All lines of the material must be output verbatim.

------------------------------------------------

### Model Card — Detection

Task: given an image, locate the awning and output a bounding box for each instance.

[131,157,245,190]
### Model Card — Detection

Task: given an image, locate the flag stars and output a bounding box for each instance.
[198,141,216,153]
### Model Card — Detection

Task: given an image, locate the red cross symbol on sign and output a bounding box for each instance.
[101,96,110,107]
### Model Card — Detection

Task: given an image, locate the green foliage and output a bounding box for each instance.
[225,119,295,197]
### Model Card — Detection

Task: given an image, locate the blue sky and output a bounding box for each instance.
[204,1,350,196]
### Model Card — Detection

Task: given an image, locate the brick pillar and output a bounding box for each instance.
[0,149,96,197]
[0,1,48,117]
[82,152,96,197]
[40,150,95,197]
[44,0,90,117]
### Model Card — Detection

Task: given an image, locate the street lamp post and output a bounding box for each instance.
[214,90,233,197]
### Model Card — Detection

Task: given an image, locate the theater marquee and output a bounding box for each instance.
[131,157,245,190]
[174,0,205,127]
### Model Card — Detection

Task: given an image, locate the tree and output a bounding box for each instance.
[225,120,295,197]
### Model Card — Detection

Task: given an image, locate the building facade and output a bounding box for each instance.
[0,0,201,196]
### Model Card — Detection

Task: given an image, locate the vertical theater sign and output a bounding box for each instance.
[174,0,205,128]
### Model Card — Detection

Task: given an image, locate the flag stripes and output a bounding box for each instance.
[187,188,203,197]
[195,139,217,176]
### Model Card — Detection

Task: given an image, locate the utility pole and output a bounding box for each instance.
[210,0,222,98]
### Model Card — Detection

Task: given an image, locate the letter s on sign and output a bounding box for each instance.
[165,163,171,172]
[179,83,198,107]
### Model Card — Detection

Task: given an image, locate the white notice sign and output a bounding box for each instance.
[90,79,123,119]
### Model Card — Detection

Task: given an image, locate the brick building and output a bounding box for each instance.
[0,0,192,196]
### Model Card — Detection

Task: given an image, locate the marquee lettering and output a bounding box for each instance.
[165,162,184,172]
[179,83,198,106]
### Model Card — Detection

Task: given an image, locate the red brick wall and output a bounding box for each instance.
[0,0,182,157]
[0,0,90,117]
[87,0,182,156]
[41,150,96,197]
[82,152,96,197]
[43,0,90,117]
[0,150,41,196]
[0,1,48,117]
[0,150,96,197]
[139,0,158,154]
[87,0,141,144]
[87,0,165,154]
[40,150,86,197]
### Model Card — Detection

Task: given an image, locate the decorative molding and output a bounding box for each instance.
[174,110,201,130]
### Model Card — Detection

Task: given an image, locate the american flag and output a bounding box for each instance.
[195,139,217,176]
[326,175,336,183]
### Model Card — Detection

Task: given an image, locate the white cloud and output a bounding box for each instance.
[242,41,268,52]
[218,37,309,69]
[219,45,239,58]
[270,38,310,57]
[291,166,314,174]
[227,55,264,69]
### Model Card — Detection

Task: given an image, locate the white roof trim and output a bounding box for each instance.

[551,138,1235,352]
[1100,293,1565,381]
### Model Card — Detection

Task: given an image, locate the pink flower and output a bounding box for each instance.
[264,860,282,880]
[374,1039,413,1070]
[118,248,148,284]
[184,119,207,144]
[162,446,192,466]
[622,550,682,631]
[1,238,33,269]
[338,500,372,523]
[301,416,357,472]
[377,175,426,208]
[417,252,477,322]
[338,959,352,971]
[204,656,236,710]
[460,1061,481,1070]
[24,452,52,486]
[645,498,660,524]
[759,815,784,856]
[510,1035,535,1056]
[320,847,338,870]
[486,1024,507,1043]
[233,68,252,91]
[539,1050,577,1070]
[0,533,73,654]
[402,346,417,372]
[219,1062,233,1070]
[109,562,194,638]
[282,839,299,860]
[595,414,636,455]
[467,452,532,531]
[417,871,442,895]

------------------------------------------------

## OUTPUT BELOW
### Model Card — Detection

Task: given an image, locate the awning and output a bounding box for each instance.

[131,157,245,190]
### Model Card — Detection

Task: given an image, locate the flag stars and output a bounding box for each instance.
[198,141,216,153]
### Model Card — Detection

Task: given an image, locate the red cross symbol on sign and output a bounding box for each instance.
[101,96,110,107]
### Model Card — Detection

Task: given an image, locate the green foliage and output a bounding box for each instance.
[225,119,295,197]
### Model Card — Detection

Task: given an image, locate the blue sky and output a bounding box for each instance.
[204,1,350,196]
### Model Card — Detection

Task: given an image, locate the brick pillar and output a bounding box for each instance.
[0,149,96,197]
[0,1,48,117]
[82,152,96,197]
[40,150,95,197]
[44,0,90,117]
### Model Card — Detection

Task: given an image, locate the street lamp post and output a bounding box for each instance.
[214,90,233,197]
### Model Card — Detection

Task: given an image, locate the theater marquee and output a bounding box for each instance.
[131,157,245,190]
[174,0,205,127]
### Model Card — Detection

Task: given an image, locate the tree and output a bounding box for each instance.
[225,120,295,197]
### Model Card — Detection

Task: given an image, locate the building facade and output a bounding box for each instance.
[0,0,201,196]
### Model Card — Detection

Task: given an image, locate the vertical theater sign and output a bounding box for each instance.
[174,0,205,128]
### Model Card — Detection

Task: given an image, locate the flag stripes and output a bounding box for each instance.
[187,188,203,197]
[195,139,217,176]
### Model Card — Detection

Task: given an image, locate the utility pole and output a bounding box for each instance.
[210,0,222,98]
### Model Card — Detection

Task: given an image, locate the letter s on sign and output a bounding box for each instance.
[165,163,171,172]
[179,83,198,107]
### Model Card — Detection

Task: given an image, locate the white notice sign and output a bounding box for each instance.
[90,79,123,119]
### Model Card — Detection

Task: given an image, locate the brick building and output a bounding box for each instance.
[0,0,192,196]
### Model Card — Detection

Task: given an image, locate the marquee lettering and output a bounding box for each instance.
[165,162,184,172]
[179,83,198,106]
### Model Card — Detection

Task: given an image, locate the red brick wall and output a bounding box for each instance.
[0,0,182,157]
[0,0,90,117]
[87,0,182,156]
[41,150,96,197]
[82,152,96,197]
[43,0,90,117]
[0,150,41,196]
[0,1,48,117]
[0,150,96,197]
[139,0,158,154]
[87,0,141,144]
[87,0,165,154]
[40,150,86,197]
### Model Card — Detection

Task: given an image, locate the decorative molding and output a bounding box for each instance.
[174,110,201,130]
### Model Card — Detection

Task: given an image, locate the american flag and output a bounding box for each instance.
[195,139,217,176]
[326,175,336,183]
### Model Card — Detection

Task: given an image, locate the white cloud and output a bounding box for each instance.
[242,41,268,52]
[218,37,309,69]
[219,45,239,58]
[270,38,310,57]
[291,166,314,174]
[227,55,264,69]
### Model Card — Detection

Task: given an image, locate the white roof trim and output a bounding box for each instance.

[551,138,1235,352]
[1100,293,1565,381]
### Model Card — Detection

Task: given an image, locate the pink flower and output a bounding box for each instance.
[264,860,282,880]
[374,1039,413,1070]
[118,248,148,284]
[184,119,207,144]
[162,446,192,466]
[622,550,682,631]
[1,238,33,269]
[338,500,372,523]
[301,416,357,472]
[377,175,426,208]
[417,252,477,322]
[338,959,352,971]
[204,656,236,710]
[460,1061,481,1070]
[24,452,52,486]
[645,498,660,524]
[759,815,784,856]
[510,1035,535,1056]
[320,847,338,870]
[486,1024,507,1043]
[233,68,252,91]
[539,1050,577,1070]
[0,533,73,654]
[402,346,417,372]
[219,1062,233,1070]
[109,562,194,638]
[282,839,299,860]
[595,414,636,455]
[467,452,532,531]
[417,871,442,895]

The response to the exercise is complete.